Which lines make up the answer? Those from the line with "Place one keypoint on each instance of the renault" through the end of the data; reproduce them exactly.

(Beginning of SOURCE DATA)

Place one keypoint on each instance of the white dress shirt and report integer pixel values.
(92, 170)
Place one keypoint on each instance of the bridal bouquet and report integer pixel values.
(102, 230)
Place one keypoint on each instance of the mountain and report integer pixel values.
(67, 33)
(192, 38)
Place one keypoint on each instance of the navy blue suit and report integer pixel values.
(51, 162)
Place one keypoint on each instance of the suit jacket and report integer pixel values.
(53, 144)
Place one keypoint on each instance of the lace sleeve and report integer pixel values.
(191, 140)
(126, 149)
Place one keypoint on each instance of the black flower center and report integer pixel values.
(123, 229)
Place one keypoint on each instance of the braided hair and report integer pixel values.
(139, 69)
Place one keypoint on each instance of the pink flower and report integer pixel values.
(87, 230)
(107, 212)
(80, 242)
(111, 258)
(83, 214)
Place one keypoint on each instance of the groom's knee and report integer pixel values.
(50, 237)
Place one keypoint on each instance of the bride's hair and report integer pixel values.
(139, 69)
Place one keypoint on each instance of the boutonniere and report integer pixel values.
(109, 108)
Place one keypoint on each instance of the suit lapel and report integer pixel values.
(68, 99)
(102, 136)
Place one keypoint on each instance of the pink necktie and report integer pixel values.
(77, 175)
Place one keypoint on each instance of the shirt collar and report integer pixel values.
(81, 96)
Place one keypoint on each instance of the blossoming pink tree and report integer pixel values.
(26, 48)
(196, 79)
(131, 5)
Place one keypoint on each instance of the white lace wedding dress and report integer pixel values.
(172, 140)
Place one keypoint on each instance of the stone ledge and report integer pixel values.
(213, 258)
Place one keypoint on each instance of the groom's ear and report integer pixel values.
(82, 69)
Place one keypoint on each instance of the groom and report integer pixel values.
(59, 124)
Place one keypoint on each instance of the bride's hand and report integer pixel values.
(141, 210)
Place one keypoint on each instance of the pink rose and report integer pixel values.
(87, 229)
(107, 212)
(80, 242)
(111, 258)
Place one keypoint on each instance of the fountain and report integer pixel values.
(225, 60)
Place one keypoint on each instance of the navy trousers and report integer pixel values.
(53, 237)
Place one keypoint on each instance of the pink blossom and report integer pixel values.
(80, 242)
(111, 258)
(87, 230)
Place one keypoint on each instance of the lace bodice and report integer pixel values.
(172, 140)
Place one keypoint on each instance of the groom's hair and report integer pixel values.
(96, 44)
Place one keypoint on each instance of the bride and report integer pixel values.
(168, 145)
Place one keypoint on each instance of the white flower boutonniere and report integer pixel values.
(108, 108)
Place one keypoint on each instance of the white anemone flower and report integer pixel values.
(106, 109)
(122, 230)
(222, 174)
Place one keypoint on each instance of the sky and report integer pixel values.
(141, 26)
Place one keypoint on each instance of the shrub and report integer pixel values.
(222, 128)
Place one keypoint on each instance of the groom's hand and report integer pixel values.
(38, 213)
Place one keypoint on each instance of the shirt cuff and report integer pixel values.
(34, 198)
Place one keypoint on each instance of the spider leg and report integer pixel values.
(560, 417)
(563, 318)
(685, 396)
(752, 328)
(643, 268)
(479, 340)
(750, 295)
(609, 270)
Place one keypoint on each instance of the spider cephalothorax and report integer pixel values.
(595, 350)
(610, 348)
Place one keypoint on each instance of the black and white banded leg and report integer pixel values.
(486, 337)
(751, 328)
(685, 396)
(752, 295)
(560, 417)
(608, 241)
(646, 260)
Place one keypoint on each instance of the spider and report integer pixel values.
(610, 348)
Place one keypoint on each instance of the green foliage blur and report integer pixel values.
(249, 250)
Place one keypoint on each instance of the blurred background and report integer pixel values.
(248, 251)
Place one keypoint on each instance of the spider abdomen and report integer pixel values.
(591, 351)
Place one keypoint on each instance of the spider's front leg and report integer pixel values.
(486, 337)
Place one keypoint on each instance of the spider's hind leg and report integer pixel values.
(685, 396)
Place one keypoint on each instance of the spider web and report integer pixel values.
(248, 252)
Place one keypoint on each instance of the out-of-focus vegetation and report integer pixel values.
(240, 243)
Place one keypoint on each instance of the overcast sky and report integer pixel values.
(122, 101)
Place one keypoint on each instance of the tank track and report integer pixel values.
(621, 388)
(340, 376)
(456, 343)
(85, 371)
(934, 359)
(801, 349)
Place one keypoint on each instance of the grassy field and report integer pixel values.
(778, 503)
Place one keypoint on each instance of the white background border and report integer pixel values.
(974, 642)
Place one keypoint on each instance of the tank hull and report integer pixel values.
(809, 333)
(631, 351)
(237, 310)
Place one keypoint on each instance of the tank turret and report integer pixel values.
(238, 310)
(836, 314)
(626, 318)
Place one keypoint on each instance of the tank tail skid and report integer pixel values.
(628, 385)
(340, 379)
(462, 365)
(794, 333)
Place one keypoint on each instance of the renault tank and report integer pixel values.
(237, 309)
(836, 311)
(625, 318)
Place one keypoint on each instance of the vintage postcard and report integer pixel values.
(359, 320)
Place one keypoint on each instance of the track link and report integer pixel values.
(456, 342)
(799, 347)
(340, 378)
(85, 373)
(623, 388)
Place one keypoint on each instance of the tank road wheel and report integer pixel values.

(End of SOURCE DATA)

(RESPONSE)
Place one keypoint on each instance of the renault tank and report integer pixel values.
(237, 309)
(836, 311)
(625, 318)
Place one keypoint on each instance of the vintage postcard and report integer pixel values.
(359, 320)
Place one keypoint on each instance of the track link and report integer pixel values.
(456, 342)
(799, 347)
(340, 378)
(85, 373)
(623, 388)
Place one keypoint on each instance of the tank road wheel and report integer pixel values.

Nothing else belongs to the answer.